Coordinate annotation records
________________________

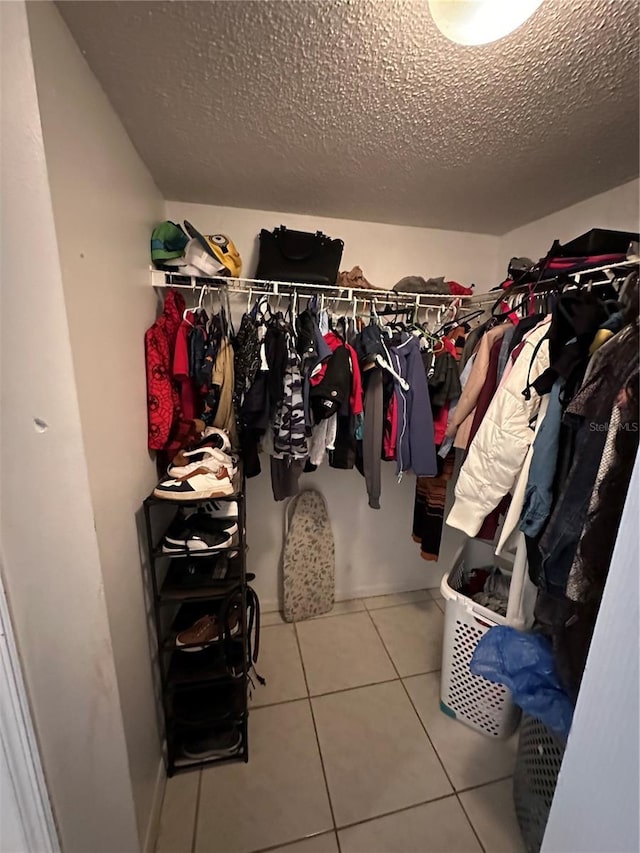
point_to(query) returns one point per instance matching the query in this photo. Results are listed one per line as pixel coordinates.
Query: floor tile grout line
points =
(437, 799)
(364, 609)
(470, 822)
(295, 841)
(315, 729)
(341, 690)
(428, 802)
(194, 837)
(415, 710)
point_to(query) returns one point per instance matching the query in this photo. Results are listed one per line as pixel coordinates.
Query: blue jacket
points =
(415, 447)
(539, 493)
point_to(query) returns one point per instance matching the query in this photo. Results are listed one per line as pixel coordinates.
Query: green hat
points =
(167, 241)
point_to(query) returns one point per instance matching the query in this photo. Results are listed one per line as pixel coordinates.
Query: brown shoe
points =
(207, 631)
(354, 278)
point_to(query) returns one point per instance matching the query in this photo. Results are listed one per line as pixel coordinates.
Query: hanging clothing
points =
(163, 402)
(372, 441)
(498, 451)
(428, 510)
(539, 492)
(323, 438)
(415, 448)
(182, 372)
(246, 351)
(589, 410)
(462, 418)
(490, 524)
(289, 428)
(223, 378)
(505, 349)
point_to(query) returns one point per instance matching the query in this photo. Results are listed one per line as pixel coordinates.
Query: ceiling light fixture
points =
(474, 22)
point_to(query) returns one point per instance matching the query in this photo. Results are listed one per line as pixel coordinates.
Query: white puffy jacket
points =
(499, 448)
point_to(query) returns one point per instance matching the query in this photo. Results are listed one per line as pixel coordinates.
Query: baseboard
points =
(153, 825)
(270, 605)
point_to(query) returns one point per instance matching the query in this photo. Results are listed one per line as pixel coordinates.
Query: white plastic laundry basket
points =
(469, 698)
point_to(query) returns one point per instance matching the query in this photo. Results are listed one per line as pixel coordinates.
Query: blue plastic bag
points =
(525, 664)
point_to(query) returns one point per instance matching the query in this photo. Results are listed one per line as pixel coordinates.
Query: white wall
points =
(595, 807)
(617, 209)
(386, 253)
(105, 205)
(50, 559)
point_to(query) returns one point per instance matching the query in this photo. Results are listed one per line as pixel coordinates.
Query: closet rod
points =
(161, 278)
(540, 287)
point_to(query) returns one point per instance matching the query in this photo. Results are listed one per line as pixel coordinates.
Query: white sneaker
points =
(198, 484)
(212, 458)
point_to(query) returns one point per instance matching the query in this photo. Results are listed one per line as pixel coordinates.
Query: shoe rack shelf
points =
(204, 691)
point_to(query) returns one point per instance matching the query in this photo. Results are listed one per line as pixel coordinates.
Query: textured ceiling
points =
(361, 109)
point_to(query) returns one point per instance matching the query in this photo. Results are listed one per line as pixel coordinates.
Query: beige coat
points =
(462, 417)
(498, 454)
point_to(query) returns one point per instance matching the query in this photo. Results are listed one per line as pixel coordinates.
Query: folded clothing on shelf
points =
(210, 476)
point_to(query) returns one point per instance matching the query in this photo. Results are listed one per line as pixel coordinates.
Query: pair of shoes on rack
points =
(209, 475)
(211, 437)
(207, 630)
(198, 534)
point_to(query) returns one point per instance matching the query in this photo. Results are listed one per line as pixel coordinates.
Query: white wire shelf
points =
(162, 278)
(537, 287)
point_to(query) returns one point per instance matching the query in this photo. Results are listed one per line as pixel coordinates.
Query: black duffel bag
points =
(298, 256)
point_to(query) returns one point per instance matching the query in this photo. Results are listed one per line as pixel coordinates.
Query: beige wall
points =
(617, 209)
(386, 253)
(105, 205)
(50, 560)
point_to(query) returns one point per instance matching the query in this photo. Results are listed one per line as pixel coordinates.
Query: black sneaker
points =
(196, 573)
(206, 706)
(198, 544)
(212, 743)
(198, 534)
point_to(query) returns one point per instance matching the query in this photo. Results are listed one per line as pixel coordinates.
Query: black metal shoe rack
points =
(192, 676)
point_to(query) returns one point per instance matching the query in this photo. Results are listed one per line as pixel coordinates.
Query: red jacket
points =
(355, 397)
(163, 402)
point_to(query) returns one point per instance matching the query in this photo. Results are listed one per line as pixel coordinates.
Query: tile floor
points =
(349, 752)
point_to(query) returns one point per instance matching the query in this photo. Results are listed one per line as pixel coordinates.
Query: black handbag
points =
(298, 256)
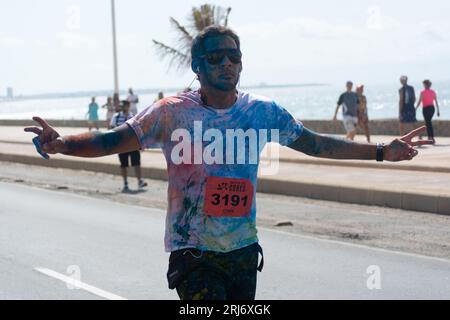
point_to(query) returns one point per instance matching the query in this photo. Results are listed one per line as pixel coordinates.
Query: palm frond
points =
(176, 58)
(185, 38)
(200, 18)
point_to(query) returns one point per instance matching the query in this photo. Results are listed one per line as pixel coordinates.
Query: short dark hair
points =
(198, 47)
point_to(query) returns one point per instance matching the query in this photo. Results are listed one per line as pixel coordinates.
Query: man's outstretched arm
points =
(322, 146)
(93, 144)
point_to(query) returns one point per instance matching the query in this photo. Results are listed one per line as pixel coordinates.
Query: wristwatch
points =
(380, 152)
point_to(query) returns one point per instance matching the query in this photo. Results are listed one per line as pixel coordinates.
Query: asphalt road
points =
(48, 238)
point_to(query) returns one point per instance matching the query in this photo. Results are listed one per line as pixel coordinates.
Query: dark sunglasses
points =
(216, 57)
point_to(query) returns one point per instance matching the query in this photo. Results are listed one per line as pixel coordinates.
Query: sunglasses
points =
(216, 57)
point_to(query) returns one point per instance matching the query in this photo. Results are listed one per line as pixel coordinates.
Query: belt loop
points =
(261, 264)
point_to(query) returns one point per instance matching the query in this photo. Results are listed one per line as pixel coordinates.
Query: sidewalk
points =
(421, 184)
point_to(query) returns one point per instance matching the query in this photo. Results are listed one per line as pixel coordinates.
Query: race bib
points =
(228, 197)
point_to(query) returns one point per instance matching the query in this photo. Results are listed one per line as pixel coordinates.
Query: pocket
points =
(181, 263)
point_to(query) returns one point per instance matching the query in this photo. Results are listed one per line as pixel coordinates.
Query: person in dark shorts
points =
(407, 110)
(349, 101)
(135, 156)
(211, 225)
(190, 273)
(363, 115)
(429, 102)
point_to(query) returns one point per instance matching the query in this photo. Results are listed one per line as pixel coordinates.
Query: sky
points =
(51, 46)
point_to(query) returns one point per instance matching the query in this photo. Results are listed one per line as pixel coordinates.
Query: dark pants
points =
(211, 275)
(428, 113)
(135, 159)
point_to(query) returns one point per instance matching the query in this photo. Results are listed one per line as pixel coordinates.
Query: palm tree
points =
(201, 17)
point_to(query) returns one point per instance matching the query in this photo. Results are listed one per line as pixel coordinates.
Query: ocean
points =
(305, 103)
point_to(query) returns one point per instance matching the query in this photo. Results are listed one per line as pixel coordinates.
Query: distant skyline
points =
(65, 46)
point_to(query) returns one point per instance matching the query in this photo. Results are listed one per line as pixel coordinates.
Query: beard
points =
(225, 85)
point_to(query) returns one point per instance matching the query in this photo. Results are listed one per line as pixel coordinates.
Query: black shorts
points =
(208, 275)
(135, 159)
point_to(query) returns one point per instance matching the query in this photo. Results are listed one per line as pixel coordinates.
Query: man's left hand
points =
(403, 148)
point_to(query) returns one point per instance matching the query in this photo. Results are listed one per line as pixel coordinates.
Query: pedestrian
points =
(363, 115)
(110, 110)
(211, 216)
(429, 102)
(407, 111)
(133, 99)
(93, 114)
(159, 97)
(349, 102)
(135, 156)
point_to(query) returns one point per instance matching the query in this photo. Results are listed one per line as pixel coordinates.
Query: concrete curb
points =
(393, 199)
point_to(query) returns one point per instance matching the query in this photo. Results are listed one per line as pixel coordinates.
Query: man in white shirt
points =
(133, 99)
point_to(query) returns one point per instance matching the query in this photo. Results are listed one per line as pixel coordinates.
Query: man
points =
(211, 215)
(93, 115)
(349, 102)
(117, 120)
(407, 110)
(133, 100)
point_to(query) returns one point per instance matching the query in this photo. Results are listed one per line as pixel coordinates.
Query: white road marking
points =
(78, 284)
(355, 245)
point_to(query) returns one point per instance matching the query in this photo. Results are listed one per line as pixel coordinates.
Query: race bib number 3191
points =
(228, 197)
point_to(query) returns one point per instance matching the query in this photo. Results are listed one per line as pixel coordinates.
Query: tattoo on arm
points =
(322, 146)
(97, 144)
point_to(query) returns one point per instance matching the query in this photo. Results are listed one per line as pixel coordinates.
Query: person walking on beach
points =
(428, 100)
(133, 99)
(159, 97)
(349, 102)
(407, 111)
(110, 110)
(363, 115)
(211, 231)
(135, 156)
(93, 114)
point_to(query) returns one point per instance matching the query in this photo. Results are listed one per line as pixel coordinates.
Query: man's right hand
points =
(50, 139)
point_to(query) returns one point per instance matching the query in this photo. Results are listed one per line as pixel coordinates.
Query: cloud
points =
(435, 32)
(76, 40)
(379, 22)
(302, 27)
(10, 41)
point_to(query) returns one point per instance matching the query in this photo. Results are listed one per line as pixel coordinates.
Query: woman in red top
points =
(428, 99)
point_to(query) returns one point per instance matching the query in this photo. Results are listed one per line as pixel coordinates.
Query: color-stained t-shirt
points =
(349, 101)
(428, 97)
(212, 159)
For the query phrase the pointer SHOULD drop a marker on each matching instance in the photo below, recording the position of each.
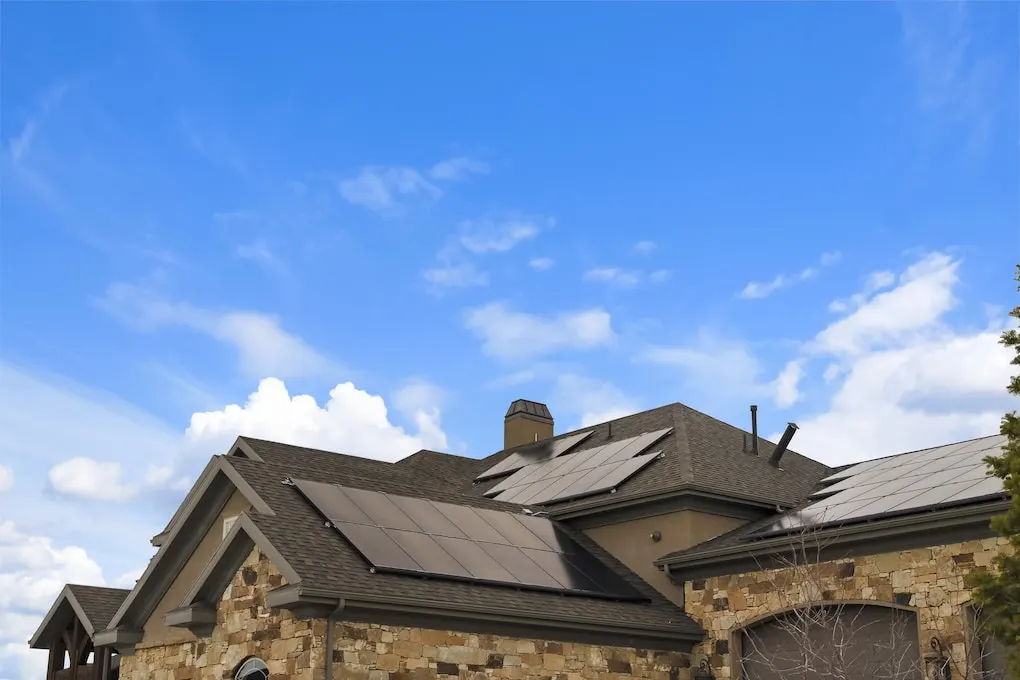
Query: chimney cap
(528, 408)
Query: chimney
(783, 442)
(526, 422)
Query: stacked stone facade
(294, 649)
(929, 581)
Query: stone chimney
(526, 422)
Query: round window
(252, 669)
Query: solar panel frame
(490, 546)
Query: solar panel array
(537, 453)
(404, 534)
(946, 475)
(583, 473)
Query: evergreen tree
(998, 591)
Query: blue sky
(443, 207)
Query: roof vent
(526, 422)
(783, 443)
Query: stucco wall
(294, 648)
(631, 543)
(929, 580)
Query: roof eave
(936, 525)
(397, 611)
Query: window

________________________

[The exercise]
Output precisely the lines in the material above from the line containing "For the query" through its last line, and omit pictures.

[Final result]
For the query phrase the pointer SHOULD drop a marker on each matching instance in the photo below, recording the position of each.
Query: chimney cap
(528, 408)
Query: chimney
(783, 442)
(526, 422)
Query: stacked stone facade
(294, 649)
(929, 581)
Query: stone chimney
(526, 422)
Query: round window
(252, 669)
Query: solar panel frame
(490, 546)
Query: solar panel array
(537, 453)
(404, 534)
(946, 475)
(583, 473)
Query: evergreen tree
(998, 591)
Query: blue sky
(443, 207)
Query: roof vent
(526, 422)
(783, 443)
Query: stucco wall
(294, 648)
(631, 543)
(929, 580)
Query: roof eave
(936, 525)
(397, 611)
Query: window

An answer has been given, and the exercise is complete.